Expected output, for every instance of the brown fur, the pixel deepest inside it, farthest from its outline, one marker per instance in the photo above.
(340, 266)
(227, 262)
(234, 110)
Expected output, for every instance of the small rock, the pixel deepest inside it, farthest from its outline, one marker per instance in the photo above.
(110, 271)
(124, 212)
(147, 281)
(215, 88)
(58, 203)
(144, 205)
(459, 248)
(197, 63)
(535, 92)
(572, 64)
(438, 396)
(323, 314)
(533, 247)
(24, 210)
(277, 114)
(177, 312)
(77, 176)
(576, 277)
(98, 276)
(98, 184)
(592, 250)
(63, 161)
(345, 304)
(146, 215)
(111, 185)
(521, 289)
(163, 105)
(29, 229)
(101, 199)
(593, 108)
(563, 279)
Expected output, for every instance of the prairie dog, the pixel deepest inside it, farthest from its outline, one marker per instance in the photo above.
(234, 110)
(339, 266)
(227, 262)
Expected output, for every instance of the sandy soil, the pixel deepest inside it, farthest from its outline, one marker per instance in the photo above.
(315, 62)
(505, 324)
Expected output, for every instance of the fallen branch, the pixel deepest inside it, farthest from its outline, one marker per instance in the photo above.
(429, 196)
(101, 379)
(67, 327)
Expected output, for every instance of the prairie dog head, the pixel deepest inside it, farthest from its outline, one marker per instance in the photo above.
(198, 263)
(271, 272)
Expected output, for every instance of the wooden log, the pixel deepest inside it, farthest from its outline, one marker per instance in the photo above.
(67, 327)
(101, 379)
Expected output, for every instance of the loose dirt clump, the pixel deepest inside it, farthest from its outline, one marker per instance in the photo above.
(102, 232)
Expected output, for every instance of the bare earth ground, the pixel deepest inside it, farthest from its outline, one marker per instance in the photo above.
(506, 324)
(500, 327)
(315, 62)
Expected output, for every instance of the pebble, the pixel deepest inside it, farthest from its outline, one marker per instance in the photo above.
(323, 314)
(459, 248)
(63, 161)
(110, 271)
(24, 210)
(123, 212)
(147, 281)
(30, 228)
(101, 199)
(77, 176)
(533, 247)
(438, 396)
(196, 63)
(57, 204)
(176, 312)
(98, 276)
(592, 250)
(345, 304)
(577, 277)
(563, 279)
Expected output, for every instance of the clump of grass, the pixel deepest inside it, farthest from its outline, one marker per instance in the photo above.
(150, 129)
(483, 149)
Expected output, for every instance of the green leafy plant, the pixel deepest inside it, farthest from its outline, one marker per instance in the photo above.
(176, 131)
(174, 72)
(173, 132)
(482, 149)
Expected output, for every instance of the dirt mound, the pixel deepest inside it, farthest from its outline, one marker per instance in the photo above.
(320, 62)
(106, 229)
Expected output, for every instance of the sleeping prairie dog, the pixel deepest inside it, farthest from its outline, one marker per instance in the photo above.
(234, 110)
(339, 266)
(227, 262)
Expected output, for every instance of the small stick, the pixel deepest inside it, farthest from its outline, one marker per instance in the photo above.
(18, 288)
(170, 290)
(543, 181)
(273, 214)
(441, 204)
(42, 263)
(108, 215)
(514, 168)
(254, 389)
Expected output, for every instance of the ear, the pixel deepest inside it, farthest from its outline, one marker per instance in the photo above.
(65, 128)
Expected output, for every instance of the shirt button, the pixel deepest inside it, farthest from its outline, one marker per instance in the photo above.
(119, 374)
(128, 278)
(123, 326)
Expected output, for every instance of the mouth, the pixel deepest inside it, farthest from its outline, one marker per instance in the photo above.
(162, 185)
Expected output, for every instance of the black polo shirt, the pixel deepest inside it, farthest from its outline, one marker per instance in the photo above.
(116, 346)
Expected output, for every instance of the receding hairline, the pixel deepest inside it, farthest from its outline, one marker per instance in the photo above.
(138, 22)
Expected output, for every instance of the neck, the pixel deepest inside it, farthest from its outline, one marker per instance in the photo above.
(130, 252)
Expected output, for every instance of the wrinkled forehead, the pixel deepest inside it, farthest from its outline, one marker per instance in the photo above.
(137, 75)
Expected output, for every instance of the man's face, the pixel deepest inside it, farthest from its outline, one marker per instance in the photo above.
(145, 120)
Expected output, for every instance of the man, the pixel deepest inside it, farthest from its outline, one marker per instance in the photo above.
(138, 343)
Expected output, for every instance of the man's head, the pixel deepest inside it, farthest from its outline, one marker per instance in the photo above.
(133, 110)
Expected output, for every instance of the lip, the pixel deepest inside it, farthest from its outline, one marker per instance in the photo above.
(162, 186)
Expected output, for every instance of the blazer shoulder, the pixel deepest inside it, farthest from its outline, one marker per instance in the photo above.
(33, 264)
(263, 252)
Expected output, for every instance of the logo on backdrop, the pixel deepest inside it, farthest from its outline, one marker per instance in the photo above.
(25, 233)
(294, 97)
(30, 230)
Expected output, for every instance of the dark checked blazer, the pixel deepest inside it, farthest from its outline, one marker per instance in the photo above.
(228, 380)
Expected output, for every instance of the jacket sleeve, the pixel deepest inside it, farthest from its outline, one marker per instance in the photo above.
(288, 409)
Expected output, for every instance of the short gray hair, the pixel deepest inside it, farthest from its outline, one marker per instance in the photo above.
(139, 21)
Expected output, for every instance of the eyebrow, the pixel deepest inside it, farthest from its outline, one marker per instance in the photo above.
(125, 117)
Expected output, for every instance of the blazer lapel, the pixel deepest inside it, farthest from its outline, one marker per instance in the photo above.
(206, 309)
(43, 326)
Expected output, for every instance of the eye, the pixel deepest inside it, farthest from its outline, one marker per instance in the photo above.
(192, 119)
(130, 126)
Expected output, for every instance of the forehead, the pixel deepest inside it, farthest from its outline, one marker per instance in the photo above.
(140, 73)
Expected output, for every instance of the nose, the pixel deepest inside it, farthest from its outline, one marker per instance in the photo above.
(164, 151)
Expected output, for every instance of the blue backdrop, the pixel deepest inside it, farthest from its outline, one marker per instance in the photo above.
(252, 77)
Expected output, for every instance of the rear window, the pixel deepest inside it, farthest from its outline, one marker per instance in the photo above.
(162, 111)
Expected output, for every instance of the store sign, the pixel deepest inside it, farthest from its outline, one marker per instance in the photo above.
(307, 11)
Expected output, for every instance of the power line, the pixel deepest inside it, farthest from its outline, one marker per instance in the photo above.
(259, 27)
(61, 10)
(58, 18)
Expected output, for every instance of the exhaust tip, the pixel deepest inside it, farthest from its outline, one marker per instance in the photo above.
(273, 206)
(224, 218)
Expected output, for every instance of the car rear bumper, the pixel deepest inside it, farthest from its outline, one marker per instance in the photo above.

:: DIRECTIONS FOR THIS TASK ::
Each record above should be repeated exactly as it appears.

:: RESPONSE BELOW ::
Expected output, for every instance of the brown fur, the pixel deepest inside it, farthest from its outline, one marker per instance in the photo above.
(340, 266)
(227, 262)
(234, 110)
Expected output, for every instance of the small rock, the pixel deepest inside it, farthest from its outline, one marker per instance in the photo above.
(110, 271)
(124, 212)
(147, 281)
(215, 88)
(58, 203)
(144, 205)
(459, 248)
(197, 63)
(535, 92)
(572, 64)
(438, 396)
(323, 314)
(533, 247)
(24, 210)
(277, 114)
(177, 312)
(77, 176)
(576, 277)
(98, 276)
(98, 184)
(592, 250)
(63, 161)
(345, 304)
(146, 215)
(111, 185)
(521, 289)
(163, 105)
(29, 229)
(101, 199)
(593, 108)
(563, 279)
Expected output, for every instance of the prairie dog, the pixel deepest inside it, farthest from its outline, one marker per instance in the photo above.
(234, 110)
(339, 266)
(227, 262)
Expected output, for every instance of the sandy soil, the pixel deepest inside it, farthest from its outline, one marker per instance in the photo above.
(315, 62)
(505, 324)
Expected output, for every instance of the fallen branch, the pixel deepest inside it, farthest from its outline, one marker per instance in the photo above.
(429, 196)
(101, 379)
(67, 327)
Expected output, for every instance of the prairie dog head, the pixel deepest inside it, farthest from its outline, one marker per instance in the photo above.
(198, 263)
(271, 272)
Expected output, for every instance of the wooden log, the pixel deepest inside it, farthest from its outline, one marker per instance in the photo above.
(67, 327)
(101, 379)
Expected output, for every instance of the loose dirt clump, the pixel deepest inside it, farthest from its outline, one marker per instance in the photo above.
(102, 232)
Expected output, for every instance of the bare earth ground, the pixel deepest inside it, farthest from its outline, one marker per instance in the photo above.
(506, 324)
(500, 327)
(315, 62)
Expected output, for every instance of the pebble, the pixel deepest inside it, farthest from its outline, one marker per instance in the photo above.
(323, 314)
(459, 248)
(63, 161)
(110, 271)
(24, 210)
(123, 212)
(147, 281)
(30, 228)
(101, 199)
(77, 176)
(533, 247)
(438, 396)
(196, 63)
(57, 204)
(176, 312)
(98, 276)
(592, 250)
(345, 304)
(577, 277)
(563, 279)
Expected output, for every instance of the clump of grass, the pixel deepest inside it, farthest from its outline, one marker per instance in the photo above.
(150, 129)
(483, 149)
Expected output, for every instance of the green leafy plant, the pixel deepest inside it, farthest from its outline, one marker per instance in the photo above.
(176, 131)
(174, 72)
(173, 132)
(482, 149)
Expected output, for every instance of the dirt mound, the pixel deepest inside it, farthest from its outline, one marker per instance in the photo above.
(320, 62)
(106, 229)
Expected output, for every instance of the sleeping prairie dog, the pixel deepest inside it, farthest from its outline, one marker per instance in the photo above.
(234, 110)
(339, 266)
(227, 262)
Expected output, for every instance of the small stick, the pixel deepest inside it, farthest from its outline, one marker per instance in the photo above.
(18, 288)
(170, 290)
(543, 181)
(273, 214)
(441, 204)
(42, 263)
(108, 215)
(514, 168)
(254, 389)
Expected output, for every instance of the ear, the pixel deepest inside it, farthest from its outline, one marker per instance in the photo above.
(65, 128)
Expected output, for every instance of the shirt button, the pixel deepest inside it, farthest from its outline, one marker per instance in the photo above.
(119, 374)
(128, 278)
(123, 326)
Expected output, for every instance of the mouth, the pixel deepest inside it, farthest from its outline, one marker per instance in the photo above.
(162, 185)
Expected output, for every instance of the black polo shirt, the pixel deepest inside it, farthest from its outline, one marker per instance in the photo above.
(116, 346)
Expected output, for every instance of the receding hairline, the pixel deepest inside it, farthest from its outline, one marker per instance in the photo above.
(138, 22)
Expected output, for every instance of the neck, the pixel deepest inside it, farthest from its outline, one marker per instance in the photo above.
(130, 252)
Expected output, for every instance of the wrinkled forehead, the pixel deepest inside it, farthest from its outline, one marker per instance in the photo above.
(137, 75)
Expected output, for every instance of the man's face, the pixel deepest inside it, farthest from its outline, one marker per instance in the photo above.
(145, 120)
Expected output, for every instance of the man, the pixel deepest inside it, farthest from its outline, one marker per instance in the photo above.
(138, 343)
Expected output, for every instance of the man's head, the pixel deepest inside it, farthest from its outline, one marker per instance in the photo above.
(133, 110)
Expected output, for every instance of the lip, the pixel deepest inside it, farthest from its outline, one marker per instance in the photo above.
(162, 186)
Expected output, for every instance of the blazer shoulder, the pixel deepest inside it, farthest from its outline, one marker per instance in the photo above.
(33, 264)
(263, 252)
Expected output, for every instance of the logo on backdrop, the pixel deepest inside it, farthest from its outline, one marker per instance in the photo above.
(25, 233)
(294, 97)
(30, 230)
Expected output, for every instance of the dark checked blazer, the pixel deepest inside it, farthest from its outline, one marker per instance in the photo above.
(228, 380)
Expected output, for every instance of the jacket sleeve, the pixel deepest inside it, farthest from its outline, one marker per instance in the photo above.
(288, 409)
Expected output, for every instance of the short gray hair, the pixel deepest inside it, farthest from its outline, one marker per instance in the photo above.
(139, 21)
Expected output, for every instance of the eyebrow, the pixel deepest inside it, farthest from its outline, one marker per instance in the photo above.
(125, 117)
Expected output, for every instance of the blazer lapel, the pixel deepest inside it, farthest from its outline, one marker per instance in the photo above.
(206, 309)
(43, 326)
Expected output, for every instance of the eye, the pixel deepest inside it, farthest from its outline, one marker per instance in the photo above.
(192, 119)
(130, 126)
Expected output, for every instance of the forehead, the pixel deepest inside it, farthest from its outline, one marker per instance in the photo above.
(140, 73)
Expected output, for every instance of the nose, the pixel deepest inside it, farthest from its outline, one marker per instance in the photo above.
(164, 151)
Expected output, for every instance of the blue backdrop, the pixel deepest inside it, farthest from its outline, one marker per instance in the photo above.
(252, 77)
Expected output, for every instance of the rear window, the pixel deepest inside it, farthest from its outline, one marker per instance in the photo above.
(162, 111)
Expected output, for every instance of the store sign, the pixel deepest inside it, farthest from its outline, one marker per instance in the photo above.
(307, 11)
Expected output, for every instance of the power line, the pixel deepest inside it, farthest from its outline, one marker per instance in the photo above.
(259, 27)
(61, 10)
(58, 18)
Expected output, for every instance of the exhaust tip, the pixel deepest inside it, farthest from its outline, one marker per instance in the photo above.
(273, 206)
(224, 218)
Expected output, for every instance of the car rear bumper, the pixel deepest inside it, farthest from its outline, one marker per instance in the photo above.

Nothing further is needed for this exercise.